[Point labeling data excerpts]
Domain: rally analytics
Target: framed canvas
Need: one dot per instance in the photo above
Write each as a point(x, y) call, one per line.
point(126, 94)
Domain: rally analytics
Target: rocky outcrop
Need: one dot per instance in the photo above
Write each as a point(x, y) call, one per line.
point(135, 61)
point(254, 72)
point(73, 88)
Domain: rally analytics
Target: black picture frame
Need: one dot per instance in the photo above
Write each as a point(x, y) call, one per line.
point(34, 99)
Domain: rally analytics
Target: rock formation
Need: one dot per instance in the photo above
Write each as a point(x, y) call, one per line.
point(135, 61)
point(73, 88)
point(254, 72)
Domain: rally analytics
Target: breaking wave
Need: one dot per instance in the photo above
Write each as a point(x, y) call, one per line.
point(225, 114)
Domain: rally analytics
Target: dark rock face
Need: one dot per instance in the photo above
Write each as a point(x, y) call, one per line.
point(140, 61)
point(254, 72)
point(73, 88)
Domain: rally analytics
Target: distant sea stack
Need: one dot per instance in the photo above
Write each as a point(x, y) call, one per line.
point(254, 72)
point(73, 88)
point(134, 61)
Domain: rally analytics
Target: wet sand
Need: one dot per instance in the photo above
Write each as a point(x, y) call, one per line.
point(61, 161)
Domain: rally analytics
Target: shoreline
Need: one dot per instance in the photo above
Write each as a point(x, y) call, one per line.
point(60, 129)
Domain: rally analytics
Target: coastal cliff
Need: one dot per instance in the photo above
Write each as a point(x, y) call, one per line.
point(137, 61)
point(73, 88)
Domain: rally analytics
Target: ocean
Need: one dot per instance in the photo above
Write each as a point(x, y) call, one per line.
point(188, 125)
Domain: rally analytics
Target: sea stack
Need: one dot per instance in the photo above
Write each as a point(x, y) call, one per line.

* _What you are asked to do_
Rewrite all of the data above with every "rally analytics" changed to "coastal scene review", keeping everything else the same.

* _Written reply_
Domain: coastal scene review
Target: framed canvas
Need: one dot per instance in the photo above
Write each as a point(x, y) call, one per line.
point(126, 94)
Domain: coastal scene review
Target: rocky outcrop
Need: one dot per instance in the photo above
Write each as a point(x, y) call, one per line.
point(135, 61)
point(254, 72)
point(73, 88)
Domain: coastal scene review
Target: black picture frame
Need: one dot per instance in the photo above
Write each as a point(x, y) call, one per line.
point(34, 99)
Domain: coastal scene review
Target: rock formation
Need: one dot per instance in the photo above
Write each as a point(x, y) call, one per line.
point(135, 61)
point(73, 88)
point(254, 72)
Domain: coastal scene review
Target: breaking wave
Need: one dot per instance in the photo above
Write each as a point(x, y) call, one per line.
point(225, 114)
Domain: coastal scene review
Target: dark rock face
Need: one dot per instance in the photo above
Write each as a point(x, y) call, one per line.
point(140, 61)
point(254, 72)
point(73, 88)
Domain: coastal scene review
Target: distant sea stack
Need: one dot per instance in the photo above
Write each as a point(x, y) call, one per line.
point(254, 72)
point(73, 88)
point(134, 61)
Domain: coastal scene review
Target: wet sand
Need: one dot per instance in the photo above
Write each as a point(x, y) call, one per line.
point(61, 161)
Domain: coastal scene review
Target: shoreline
Need: one dot per instance in the photo above
Write each as a point(x, y) call, one per line.
point(60, 129)
Domain: coastal scene review
Target: coastal cliff
Need: one dot per instance in the photo above
Write each as a point(x, y) call, one per line.
point(137, 61)
point(73, 88)
Domain: coastal scene review
Target: ocean
Need: one dot per instance in the photo above
Write each as a point(x, y) call, one per line.
point(188, 125)
Domain: coastal scene review
Target: sea stack
Need: one dot per instance in the photo above
Write each as a point(x, y) call, one per line.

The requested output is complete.